(Exercise text Opens)

So, what’s my take on this? We still need to be diligent. It took years to eradicate the screwworm infestation more than 30 years ago. We need to take this threat seriously- but not panic. Be aware of any sores or open wounds on your pet and make sure they are treated promptly. The threat is real, now that it has crossed from the Keys to the mainland. To date, there have only been 16 confirmed cases of screwworm infestations, with all but one of them coming from the Keys. We will keep you posted with any further updates as they become available.

Original Blog Below:

It has a funny-sounding name, this parasite. But the risks and dangers it poses are not funny at all. You may not have ever heard of the screwworm- because the United States Department of Agriculture worked to eradicate it decades ago. There had not been a report of screwworms since the mid 1980s in the United States- and since the 1960’s in Florida- until recently. In September of this year, Screwworm infestations have been found in the lower keys, mainly affecting the already endangered Key Deer population. However, the screwworm is an equal-opportunity parasite. It can quickly decimate livestock, wildlife and pets, and if left unchecked, can pose a real threat to ranchers and pet-owners alike.
what is a screwworm and how to prevent it in your pets

OK, so what is a Screwworm?

The screwworm is actually the larvae of the Cochliomyia hominivorax, which is a small fly. The adult female lays their larvae in the wounds of warm blooded mammals. Their larvae (screwworms),much like maggots, feed on the flesh of animals. The big difference is the screwworm feeds on live flesh, and invades open wounds, whereas maggots feed on dead and decaying flesh.

Is my pet at risk?

At this time, the risk is extremely low. The screwworm outbreak has, as of this publication, been contained to the lower Florida Keys. However, veterinarians are concerned about the potential to spread- since it was a statewide problem before it was eradicated decades ago. Your risk increases if you travel with your pet regularly to the lower Keys, and even more so if your pet has any kind of open sores or wounds- no matter how small.

What is being done to stop the problem?

(Exercise text Closes)
(Exercise data Opens)

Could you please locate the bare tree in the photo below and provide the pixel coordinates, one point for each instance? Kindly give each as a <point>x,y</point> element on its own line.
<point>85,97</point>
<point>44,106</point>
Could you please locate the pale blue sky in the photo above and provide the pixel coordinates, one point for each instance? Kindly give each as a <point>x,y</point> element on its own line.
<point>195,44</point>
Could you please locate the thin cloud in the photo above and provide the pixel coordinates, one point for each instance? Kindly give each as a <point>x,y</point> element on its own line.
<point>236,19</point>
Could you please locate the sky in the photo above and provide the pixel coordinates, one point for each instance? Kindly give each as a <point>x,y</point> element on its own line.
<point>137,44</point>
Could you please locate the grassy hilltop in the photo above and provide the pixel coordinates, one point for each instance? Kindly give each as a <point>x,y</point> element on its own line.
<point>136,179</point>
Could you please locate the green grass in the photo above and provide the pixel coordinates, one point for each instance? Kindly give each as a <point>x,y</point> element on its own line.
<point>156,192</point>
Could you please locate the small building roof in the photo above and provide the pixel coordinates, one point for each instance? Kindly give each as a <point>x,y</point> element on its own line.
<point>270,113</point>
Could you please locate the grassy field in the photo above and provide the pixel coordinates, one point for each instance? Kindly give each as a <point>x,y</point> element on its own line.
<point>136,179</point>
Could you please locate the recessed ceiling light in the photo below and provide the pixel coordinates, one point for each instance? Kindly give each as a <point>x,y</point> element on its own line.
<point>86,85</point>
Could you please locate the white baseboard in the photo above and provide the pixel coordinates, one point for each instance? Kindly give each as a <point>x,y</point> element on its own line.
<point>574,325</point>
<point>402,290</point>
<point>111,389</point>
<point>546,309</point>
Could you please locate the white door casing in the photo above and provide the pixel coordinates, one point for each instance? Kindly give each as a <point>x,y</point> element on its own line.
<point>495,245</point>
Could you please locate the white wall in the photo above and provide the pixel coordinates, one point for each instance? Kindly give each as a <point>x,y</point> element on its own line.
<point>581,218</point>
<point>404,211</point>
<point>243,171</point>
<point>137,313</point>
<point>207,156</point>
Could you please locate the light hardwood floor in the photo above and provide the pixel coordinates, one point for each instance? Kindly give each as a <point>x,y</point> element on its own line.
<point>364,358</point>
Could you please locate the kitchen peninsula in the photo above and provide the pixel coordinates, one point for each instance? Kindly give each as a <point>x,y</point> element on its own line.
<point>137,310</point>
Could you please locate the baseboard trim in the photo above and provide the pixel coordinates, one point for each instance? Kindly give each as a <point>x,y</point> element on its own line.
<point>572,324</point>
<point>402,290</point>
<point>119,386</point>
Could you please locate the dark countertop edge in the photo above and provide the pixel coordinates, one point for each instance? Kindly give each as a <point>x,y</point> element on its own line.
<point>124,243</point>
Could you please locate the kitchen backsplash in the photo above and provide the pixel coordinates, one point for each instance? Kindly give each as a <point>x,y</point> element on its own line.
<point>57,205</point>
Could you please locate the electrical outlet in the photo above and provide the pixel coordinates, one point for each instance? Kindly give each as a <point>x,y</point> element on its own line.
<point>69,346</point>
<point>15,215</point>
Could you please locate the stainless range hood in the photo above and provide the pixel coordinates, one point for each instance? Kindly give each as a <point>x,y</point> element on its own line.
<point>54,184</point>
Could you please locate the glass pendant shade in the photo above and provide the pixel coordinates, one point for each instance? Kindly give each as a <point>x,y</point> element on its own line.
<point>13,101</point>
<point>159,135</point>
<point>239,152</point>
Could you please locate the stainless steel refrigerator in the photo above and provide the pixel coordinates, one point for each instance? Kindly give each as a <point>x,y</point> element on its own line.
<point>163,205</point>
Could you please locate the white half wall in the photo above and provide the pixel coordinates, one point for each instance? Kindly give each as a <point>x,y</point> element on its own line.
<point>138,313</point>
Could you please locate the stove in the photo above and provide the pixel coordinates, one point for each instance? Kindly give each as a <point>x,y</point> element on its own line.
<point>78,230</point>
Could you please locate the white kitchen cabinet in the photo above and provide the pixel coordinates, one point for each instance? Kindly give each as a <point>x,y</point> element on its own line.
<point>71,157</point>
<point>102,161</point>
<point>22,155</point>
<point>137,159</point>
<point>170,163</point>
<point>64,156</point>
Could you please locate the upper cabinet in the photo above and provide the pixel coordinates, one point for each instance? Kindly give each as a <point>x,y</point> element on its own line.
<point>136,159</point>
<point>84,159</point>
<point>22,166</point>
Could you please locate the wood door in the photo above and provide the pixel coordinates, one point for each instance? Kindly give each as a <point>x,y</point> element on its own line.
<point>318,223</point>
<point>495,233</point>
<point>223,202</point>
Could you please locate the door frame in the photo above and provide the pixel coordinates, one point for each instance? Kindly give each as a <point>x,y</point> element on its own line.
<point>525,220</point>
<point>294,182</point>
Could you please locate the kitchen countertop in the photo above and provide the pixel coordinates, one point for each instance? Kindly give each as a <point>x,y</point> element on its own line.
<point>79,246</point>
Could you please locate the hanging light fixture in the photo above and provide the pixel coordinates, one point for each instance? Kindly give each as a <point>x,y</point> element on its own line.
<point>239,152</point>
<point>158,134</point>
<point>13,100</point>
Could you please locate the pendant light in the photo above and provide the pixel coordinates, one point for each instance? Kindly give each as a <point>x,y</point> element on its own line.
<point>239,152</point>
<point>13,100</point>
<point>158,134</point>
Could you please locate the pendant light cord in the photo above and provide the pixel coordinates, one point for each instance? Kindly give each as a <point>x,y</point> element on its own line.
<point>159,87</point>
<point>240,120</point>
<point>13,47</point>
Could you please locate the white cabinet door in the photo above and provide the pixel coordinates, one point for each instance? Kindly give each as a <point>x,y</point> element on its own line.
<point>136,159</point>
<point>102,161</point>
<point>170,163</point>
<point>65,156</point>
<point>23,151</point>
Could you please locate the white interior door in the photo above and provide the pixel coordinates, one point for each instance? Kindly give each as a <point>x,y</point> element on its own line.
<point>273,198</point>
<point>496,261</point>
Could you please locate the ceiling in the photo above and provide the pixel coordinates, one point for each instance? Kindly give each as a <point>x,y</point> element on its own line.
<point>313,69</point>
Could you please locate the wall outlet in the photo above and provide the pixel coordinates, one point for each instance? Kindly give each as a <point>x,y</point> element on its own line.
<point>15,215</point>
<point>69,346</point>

(Exercise data Closes)

* List of tasks
A - Answer these questions using the text on screwworm in pets.
(i) According to the update at the start, how many confirmed cases of screwworm infestation have there been to date?
(ii) In September, which animal population did the screwworm infestations in the lower Keys mainly affect?
(iii) What does the screwworm feed on, and what do maggots feed on instead?
B - Write the next part of the text on screwworm in pets, starting right after its final line.

* Exercise results
A -
(i) 16 confirmed cases, all but one of them from the Keys.
(ii) The endangered Key Deer population.
(iii) The screwworm feeds on live flesh. Maggots feed on dead and decaying flesh.

B -
Decades ago, the USDA began using small doses of radiation on the male Cochliomyia hominivorax to sterilize them. Tens of millions of these sterile flies were released in problem areas on a monthly basis. The sterilized males would mate with the females, and- poof – the species could no longer sustain itself. This process is being repeated, but will take months, if not longer, to be fully effective.
cover open wounds with your pet in south tampa

How can this affect me both short and long-term?

If the spread of the screwworms is not stopped, there will be multiple effects. First, you will see a major increase in your grocery bill if you eat meat. Screwworms can devastate the livestock industry by depleting stocks, driving up the price of meat. Secondly, if you travel with your pets, there will most likely be travel restrictions- even just going from state to state. Currently, the state of Utah has enacted controls on bringing pets or livestock into their state from Monroe County, Florida. The state of Georgia is discussing similar measures- meaning you may need to have documentation from your veterinarian certifying your pet has been examined and deemed free from the screwworm. Right now, if you are simply traveling through the state of Georgia en route to another state, no health certificates are needed. If that changes, we’ll keep you posted.

Even though this problem is currently contained in the lower Keys, it is something that myself, as a veterinarian, am keeping a very close eye on. All it can take is one affected pet to make it to the mainland for the outbreak to go statewide. We’ll watch this closely and update you as to the latest news.